[START OF EXTRACTED TEXT]

Economic resilience is the capacity for an economic organization to recover from, adjust to, or maintain functionality in the face of negative internal or external impacts.1 The idea of economic and financial resilience has become a hot topic since the recent financial crisis. Research into the network analysis of financial systems has since shown a very high concentration and centralization of resources within a few core financial institutions, but the vulnerabilities go far beyond the financial system.2 There is a strong correlation between increases in capital flows across borders and economic volatility.3 As our global economy becomes more integrated with a freer flow of goods, people, capital, and services, small movements within global networks like commodity and money markets can have major implications for national economies. There remains an open question as to how do national economies integrate into these often-volatile global networks while ensuring their resilience? Economic resilience analysis involves trying to identify some of the key factors involved in the resilience of an economic or financial network. In this article, we discuss two very different strategies that can be taken when it comes to dealing with change effectively.
We can define resilience as the capacity of a system to maintain critical structure or functionality in the face of perturbation; more simply it is “the capacity to recover quickly from difficulties or toughness.”4 This perturbation may be internally or externally derived. It may be small or large. It may be a short shock to the system or a prolonged incremental effect. Economic resiliency would then be the capacity of an economy to stay functioning given some internal or external alteration. These critical functions might include such things as basic supply chain operations like delivering food, but also institutional functions, such as maintaining a stable liquid currency. Perturbations to an economic system might include such events as major internal social instability, external political or military conflict, natural disasters, or major alterations within the supply of critical commodities such as oil.
An economy is vulnerable to both internal and external factors. When we are looking at external factors, we are asking: What is the system dependent upon within its environment? How many different input types does it require, such as social capital, political regulation, natural resources, external financial services etc? The system’s robustness will be contingent upon how many input types there are, how volatile these inputs are, and finally, we also need to ask, what is the critical range of these input values? Is it very narrow, reducing the system’s robustness or very broad increasing the system’s robustness. For example, how much can the price of oil change before it will significantly alter the state of the economy?5
An economic system will only have very limited capacity to alter these external factors. Some it will be able to influence, many it will not. No one country can stop a global financial crisis. No one country can stop climate change. What an economy can do though is alter its internal configuration to make it less dependent on these external factors. Internal to the economy, we need to consider both the structure to the network of interrelations and the properties of the components within that system. The structure to the interconnections and interdependencies can be modeled through network theory. The first factor we will want to analyze is the overall density of connections. At a low level of link density shocks will propagate slowly, cause and effect will have a more linear proportionality as limited connectivity reduces the capacity for positive feedback to take hold. The higher the density, the faster something can propagate across the system and the stronger the influence from positive feedback; meaning we can get the butterfly effect of a nonlinear disproportionality between cause and effect. Rapid failure propagation and the butterfly effect are the reality of heightened interconnectivity.

[END OF EXTRACTED TEXT]
[START OF RECORD SET]

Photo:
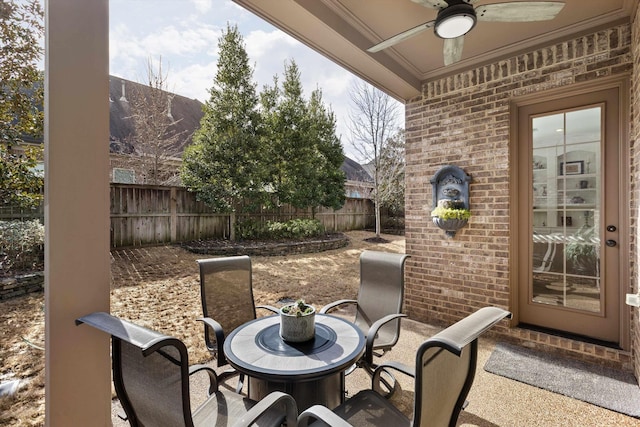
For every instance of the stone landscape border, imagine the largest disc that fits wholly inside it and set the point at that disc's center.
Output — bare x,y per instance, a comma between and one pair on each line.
320,244
11,287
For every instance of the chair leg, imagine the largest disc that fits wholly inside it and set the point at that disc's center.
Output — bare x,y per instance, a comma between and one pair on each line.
389,383
240,383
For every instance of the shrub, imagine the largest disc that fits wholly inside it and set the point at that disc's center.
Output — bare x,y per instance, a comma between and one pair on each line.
248,229
21,246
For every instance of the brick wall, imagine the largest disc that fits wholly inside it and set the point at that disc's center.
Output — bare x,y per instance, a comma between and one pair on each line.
635,191
464,120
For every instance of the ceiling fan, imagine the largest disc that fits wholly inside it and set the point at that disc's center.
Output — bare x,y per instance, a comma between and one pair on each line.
457,17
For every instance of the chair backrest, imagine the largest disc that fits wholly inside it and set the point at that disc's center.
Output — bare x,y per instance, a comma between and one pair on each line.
227,294
150,372
381,293
446,366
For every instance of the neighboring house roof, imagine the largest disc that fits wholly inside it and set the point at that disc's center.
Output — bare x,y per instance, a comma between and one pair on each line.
185,111
354,171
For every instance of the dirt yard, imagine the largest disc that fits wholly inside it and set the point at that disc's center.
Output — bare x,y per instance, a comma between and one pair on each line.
158,288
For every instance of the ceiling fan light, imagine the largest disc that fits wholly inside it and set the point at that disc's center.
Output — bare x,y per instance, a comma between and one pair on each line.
455,20
455,26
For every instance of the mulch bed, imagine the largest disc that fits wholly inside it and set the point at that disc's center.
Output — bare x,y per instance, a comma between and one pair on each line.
268,247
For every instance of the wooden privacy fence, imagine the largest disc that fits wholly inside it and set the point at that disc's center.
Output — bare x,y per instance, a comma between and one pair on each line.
147,215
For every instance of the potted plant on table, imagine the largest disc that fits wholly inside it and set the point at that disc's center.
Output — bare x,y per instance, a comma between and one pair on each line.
450,216
297,322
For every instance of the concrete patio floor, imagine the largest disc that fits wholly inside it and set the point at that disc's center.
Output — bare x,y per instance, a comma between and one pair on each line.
493,400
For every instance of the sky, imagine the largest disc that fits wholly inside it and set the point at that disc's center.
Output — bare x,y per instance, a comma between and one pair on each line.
185,34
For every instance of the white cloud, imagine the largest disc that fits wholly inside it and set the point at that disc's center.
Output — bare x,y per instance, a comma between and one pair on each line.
186,33
202,6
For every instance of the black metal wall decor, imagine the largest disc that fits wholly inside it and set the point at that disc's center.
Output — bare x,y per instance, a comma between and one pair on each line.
450,199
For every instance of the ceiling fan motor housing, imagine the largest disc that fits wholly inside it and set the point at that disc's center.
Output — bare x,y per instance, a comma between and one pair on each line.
455,20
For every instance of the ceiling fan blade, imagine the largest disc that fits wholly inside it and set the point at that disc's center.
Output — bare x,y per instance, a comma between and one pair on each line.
452,50
434,4
400,37
527,11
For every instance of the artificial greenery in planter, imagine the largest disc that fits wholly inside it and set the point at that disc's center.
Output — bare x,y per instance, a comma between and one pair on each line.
450,216
297,322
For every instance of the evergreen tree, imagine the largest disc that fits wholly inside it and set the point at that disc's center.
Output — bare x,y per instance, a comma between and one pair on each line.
21,100
223,165
325,186
303,151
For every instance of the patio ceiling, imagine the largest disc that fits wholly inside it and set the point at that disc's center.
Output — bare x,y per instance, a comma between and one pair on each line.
343,30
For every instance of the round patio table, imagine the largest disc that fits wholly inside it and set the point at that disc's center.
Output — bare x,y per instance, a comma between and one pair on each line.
312,372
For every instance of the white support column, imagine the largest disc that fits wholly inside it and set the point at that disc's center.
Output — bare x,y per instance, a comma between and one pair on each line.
77,271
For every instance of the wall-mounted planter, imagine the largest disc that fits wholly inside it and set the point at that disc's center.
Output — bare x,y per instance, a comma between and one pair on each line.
450,199
450,226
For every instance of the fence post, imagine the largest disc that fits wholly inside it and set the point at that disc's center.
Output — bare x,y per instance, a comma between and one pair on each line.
173,220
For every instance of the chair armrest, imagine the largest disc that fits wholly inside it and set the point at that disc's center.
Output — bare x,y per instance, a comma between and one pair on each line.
217,329
396,366
335,304
323,414
272,399
213,377
269,307
373,332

[END OF RECORD SET]

### REQUIRED WORK:
Write the next part of the text on economic resilience, picking up right after its last sentence.

### RESPONSE TO THE TASK:
Another key metric to the internal network structure is its degree distribution and centralization. The economies of scale that has been a key driver in the development of industrial economies has created fragile networks that are dependent upon critical centralized nodes. This makes these centralized nodes “too big to fail” as their loss can potentially disintegrate the entire network.6 Just as these local and global hubs facilitate connectivity, they also facilitate failure spreading.
Within the industrial economic model these hierarchal centralized systems are the only real mechanisms we have for any form of advanced specialized organization, and thus whether we are talking about global cities or large corporations these large centralized systems typically correlate with a high level of specialization. Which is again another important parameter to the networks internal resilience. The criticality of a node is not just a function of its size but also how irreplaceable that node is, in more specialized networks where components are monofunctional – meaning we have more irreplaceable nodes – that will lead to a higher degree of overall network criticality. Distributed networks without centralized coordination mechanisms typically have to maintain themselves, components are often multi-functional, they often have a lower level of specialization giving the network a greater capacity to swap out any degraded components, small players can adapt and pick up the slack when the system receives a shock. There are many examples of this from peer-to-peer finance to community alert schemes and mesh networks of all kind.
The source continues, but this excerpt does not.